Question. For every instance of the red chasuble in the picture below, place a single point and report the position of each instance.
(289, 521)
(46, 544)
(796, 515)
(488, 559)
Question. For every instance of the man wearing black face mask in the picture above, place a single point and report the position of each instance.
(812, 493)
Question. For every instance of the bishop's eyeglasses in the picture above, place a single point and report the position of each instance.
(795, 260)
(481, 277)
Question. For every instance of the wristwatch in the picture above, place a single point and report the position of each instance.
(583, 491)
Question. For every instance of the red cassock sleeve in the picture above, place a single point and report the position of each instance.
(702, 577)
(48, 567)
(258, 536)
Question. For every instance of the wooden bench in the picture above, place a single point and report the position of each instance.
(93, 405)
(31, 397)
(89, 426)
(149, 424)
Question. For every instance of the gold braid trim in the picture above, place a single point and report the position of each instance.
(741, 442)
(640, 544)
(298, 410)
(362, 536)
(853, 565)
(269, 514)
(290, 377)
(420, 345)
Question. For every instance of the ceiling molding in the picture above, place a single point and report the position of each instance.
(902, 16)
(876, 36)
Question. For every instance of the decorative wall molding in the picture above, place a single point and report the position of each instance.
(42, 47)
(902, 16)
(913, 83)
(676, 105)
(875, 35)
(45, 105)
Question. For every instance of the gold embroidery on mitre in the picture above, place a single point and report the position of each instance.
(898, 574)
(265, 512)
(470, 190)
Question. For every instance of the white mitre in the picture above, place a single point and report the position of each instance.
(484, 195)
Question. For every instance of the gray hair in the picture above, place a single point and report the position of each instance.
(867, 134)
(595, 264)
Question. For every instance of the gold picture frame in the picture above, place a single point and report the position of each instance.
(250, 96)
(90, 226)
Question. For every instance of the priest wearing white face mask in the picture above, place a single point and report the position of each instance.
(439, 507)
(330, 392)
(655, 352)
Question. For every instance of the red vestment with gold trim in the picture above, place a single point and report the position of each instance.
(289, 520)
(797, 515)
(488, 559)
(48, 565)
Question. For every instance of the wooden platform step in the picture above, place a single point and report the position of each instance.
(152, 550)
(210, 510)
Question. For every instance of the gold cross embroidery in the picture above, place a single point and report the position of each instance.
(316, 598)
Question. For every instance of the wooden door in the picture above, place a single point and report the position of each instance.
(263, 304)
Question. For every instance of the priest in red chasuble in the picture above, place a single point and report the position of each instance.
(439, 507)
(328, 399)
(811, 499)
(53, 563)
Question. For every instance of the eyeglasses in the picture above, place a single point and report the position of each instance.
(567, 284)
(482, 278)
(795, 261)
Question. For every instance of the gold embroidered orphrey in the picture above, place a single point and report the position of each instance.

-.-.-

Task prompt - Send back the complete listing, identical to the original in every line.

Task output -
Question. For every instance of the red chasuble in the picture below, place a single point and report the position of each instance.
(289, 521)
(46, 544)
(796, 515)
(488, 559)
Question. For every instance of the man wearing black face mask in the picture above, place a single point and report the position of each instance.
(812, 493)
Question. For every instance of the bishop's eyeglasses in the picture above, place a single point and report the position of each instance.
(795, 260)
(481, 277)
Question. For every instance of the wristwatch in the picture above, place a single point and report the position of each instance.
(583, 491)
Question. For every instance of the red cassock sleeve in the picture above, place a single point and report the position of each instance.
(702, 577)
(48, 567)
(258, 536)
Question. For every instance of the wooden bench in the picture above, place a single point and report the position of each instance.
(93, 405)
(31, 397)
(89, 426)
(149, 424)
Question. For every instance of the gold braid trim in the picture above, place a single point and report the position of each instance.
(741, 442)
(640, 544)
(298, 410)
(362, 536)
(853, 565)
(269, 514)
(290, 377)
(420, 345)
Question. For every instance of the ceiling molding in the picture above, place a single point and report the position of each instance.
(902, 16)
(876, 36)
Question. For every instance of the decorative wall molding in the picture above, place a single point and report the position of each instance.
(42, 47)
(902, 16)
(913, 83)
(676, 105)
(875, 35)
(45, 105)
Question. For every instance of the gold embroidery on mitre in the picture above, place a single point and report the position of each instance.
(898, 574)
(265, 512)
(470, 190)
Question. For every instance of the white mitre in the picture above, place a single point and report the position of each instance.
(484, 195)
Question. For every instance of the gray hair in the picture above, place a single point and report the position of each instance.
(867, 134)
(595, 264)
Question. For every instance of the gold picture frame in the picture above, place a single point and report the position of each instance.
(250, 96)
(90, 226)
Question. For every instance of the priest wearing white face mask in the picture above, place a single point and report the position of each instance.
(439, 507)
(330, 392)
(655, 352)
Question. For every instance of the red vestment with gold trim in the picture above, place a single point and report the position of each instance.
(289, 520)
(797, 515)
(488, 559)
(48, 565)
Question. For every instance of the wooden platform step in the picture above, place a single point and report the position of each instance.
(152, 550)
(210, 510)
Question. For every instance of the gold cross embroidery in the picture above, place a single point and report the position of each instance.
(316, 598)
Question. For every instance of the wooden door in the picture above, place a single point and report the position of each instance.
(263, 304)
Question. For every instance of the priest in red chasuble in the picture above, place a single point and report the position of each instance.
(439, 507)
(328, 399)
(811, 499)
(53, 563)
Question. For every instance of the eyeglasses in the picture above, place a single point and report the position of each instance.
(567, 284)
(482, 278)
(795, 261)
Question. For every instance of the gold embroidered orphrey in the picture above, place a single point and report the position of each instance.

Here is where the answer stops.